Repeat each of the following lines word for word, with nothing changed.

━━ DATASET CONTENT

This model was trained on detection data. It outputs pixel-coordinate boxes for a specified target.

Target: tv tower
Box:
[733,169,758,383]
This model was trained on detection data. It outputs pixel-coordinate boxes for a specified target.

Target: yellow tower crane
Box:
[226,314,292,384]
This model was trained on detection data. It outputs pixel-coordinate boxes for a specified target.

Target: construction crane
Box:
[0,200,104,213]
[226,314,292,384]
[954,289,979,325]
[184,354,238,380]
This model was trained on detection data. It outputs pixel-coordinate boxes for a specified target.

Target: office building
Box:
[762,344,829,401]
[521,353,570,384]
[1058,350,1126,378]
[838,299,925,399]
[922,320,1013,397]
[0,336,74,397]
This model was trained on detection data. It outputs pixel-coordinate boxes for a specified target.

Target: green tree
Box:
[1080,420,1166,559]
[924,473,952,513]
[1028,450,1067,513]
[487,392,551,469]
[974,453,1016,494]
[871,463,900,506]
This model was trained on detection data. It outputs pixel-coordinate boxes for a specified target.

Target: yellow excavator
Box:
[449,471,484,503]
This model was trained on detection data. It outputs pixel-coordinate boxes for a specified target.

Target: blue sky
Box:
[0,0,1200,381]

━━━━

- [COMPLETED EXERCISE]:
This model was trained on detection data. It outputs pixel-coordinate boxes for a specified target.

Target: tv tower
Box:
[733,169,758,383]
This model was trained on detection data. It outputs pixel-coordinate boxes for a specified target.

Target: yellow tower crane
Box:
[226,314,292,384]
This model was trained on detection data. It outputs pixel-coordinate boxes for a specified target.

Target: construction crane
Box:
[0,200,104,213]
[226,314,292,384]
[954,289,979,325]
[184,354,238,380]
This model was trained on detection data. It outputs pixel-coordinate boxes for a specified target.

Target: office building
Box:
[762,344,829,401]
[521,353,570,384]
[1058,350,1126,378]
[838,299,925,399]
[922,320,1013,397]
[0,336,74,397]
This model was trained on detection data. It outputs pixel-coordinate boxes for a specified target.

Target: green tree
Box:
[1080,420,1166,559]
[924,473,952,513]
[1028,450,1067,513]
[487,392,551,469]
[974,453,1016,494]
[871,463,900,506]
This model was trained on detection data. It outputs pixel-coordinate boxes for a specified target.

Target: yellow excavator
Box:
[449,471,484,503]
This model was trained on detection data. It outputs pixel-coordinate boxes for a specified target.

Target: blue sky
Box:
[0,0,1200,381]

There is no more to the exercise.